>> start Stored rows

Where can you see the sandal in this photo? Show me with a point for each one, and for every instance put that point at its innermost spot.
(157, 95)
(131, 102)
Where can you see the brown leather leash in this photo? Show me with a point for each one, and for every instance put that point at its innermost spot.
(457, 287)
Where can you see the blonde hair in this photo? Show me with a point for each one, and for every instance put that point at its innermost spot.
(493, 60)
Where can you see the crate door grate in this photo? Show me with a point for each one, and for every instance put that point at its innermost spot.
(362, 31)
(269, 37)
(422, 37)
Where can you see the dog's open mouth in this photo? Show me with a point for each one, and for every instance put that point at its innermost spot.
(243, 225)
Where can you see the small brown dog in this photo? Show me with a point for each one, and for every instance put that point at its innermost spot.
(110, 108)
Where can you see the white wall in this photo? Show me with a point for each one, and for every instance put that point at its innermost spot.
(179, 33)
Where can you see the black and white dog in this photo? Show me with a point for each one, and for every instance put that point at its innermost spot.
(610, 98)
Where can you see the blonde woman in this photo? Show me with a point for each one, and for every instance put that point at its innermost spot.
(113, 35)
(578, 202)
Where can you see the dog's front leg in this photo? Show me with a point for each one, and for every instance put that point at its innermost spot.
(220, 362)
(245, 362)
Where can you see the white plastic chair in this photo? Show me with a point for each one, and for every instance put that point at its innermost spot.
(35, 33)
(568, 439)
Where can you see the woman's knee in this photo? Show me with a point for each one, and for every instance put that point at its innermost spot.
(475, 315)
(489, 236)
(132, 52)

>> end Stored rows
>> start Stored rows

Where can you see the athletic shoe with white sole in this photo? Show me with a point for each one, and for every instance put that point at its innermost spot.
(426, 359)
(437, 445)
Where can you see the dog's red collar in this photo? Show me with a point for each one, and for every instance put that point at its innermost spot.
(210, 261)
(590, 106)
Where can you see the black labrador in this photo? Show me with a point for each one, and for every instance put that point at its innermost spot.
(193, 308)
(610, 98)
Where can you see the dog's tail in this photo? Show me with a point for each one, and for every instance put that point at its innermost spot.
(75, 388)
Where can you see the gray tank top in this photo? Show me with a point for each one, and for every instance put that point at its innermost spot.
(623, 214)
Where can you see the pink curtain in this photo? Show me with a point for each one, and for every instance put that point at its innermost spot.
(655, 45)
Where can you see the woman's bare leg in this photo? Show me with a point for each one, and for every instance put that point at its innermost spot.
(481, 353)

>> end Stored rows
>> start Stored rows

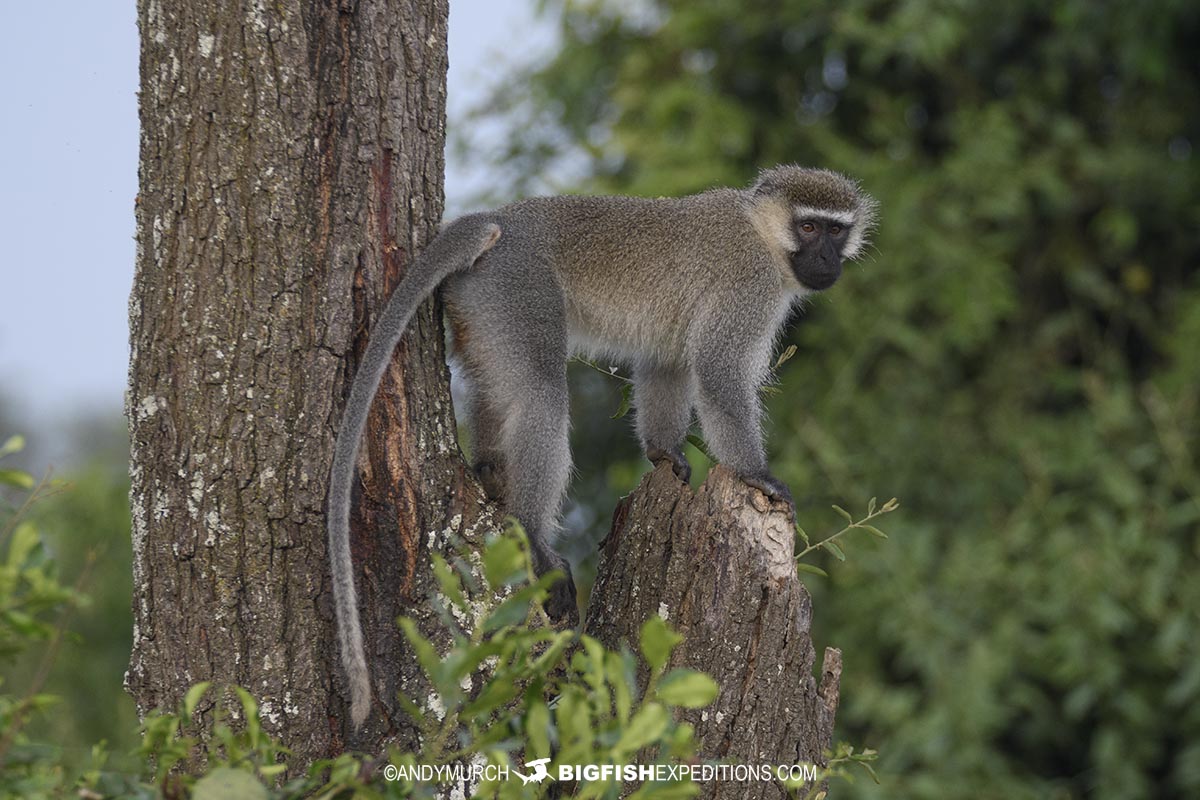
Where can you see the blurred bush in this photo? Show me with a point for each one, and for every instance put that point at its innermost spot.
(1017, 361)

>> end Stored rows

**Written problem**
Copy out each row above that contains the string "black". Matching is case-sensitive.

**Solution to this task**
Where can you see the black and white dog in this photo? Show me with a point for each one, and for every instance put that point at its innermost spot.
Where can you see the black labrador in this photo? Show me with a point for each one, and for every instance put that point at its innermost spot.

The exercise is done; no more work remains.